Your objective =
Rewrite the listing below from its start through the line with "Category to detect: floral centerpiece", putting "named" wherever "specified" appears and keeping all else the same.

[Some records]
⁂
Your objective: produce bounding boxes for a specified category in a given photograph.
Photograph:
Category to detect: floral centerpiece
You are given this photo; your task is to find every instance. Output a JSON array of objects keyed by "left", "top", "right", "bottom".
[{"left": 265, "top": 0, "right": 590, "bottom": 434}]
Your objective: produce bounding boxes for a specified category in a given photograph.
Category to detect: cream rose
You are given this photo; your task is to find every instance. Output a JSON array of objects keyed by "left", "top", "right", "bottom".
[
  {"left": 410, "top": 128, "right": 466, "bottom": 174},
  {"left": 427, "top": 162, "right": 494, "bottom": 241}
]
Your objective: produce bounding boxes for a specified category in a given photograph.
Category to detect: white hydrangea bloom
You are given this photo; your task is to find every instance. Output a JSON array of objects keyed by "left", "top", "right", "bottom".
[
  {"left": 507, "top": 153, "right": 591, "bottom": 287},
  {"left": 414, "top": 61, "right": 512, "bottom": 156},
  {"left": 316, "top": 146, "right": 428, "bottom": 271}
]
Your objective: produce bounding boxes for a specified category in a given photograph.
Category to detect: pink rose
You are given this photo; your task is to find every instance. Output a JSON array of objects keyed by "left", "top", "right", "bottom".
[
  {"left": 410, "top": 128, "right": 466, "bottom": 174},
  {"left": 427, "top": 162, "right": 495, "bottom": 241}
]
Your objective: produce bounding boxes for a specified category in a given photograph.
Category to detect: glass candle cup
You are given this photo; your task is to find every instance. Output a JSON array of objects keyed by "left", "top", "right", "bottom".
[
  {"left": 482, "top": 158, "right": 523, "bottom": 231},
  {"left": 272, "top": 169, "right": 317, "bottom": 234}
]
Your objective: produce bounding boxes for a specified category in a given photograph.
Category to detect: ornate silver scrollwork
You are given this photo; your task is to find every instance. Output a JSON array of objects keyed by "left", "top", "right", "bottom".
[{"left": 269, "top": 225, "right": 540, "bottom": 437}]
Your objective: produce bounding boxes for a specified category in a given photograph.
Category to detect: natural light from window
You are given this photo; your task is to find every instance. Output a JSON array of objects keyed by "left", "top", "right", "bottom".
⁂
Problem solution =
Your objective: produce bounding boxes for a named category in a given photograph.
Photograph:
Category to detect: floral centerpiece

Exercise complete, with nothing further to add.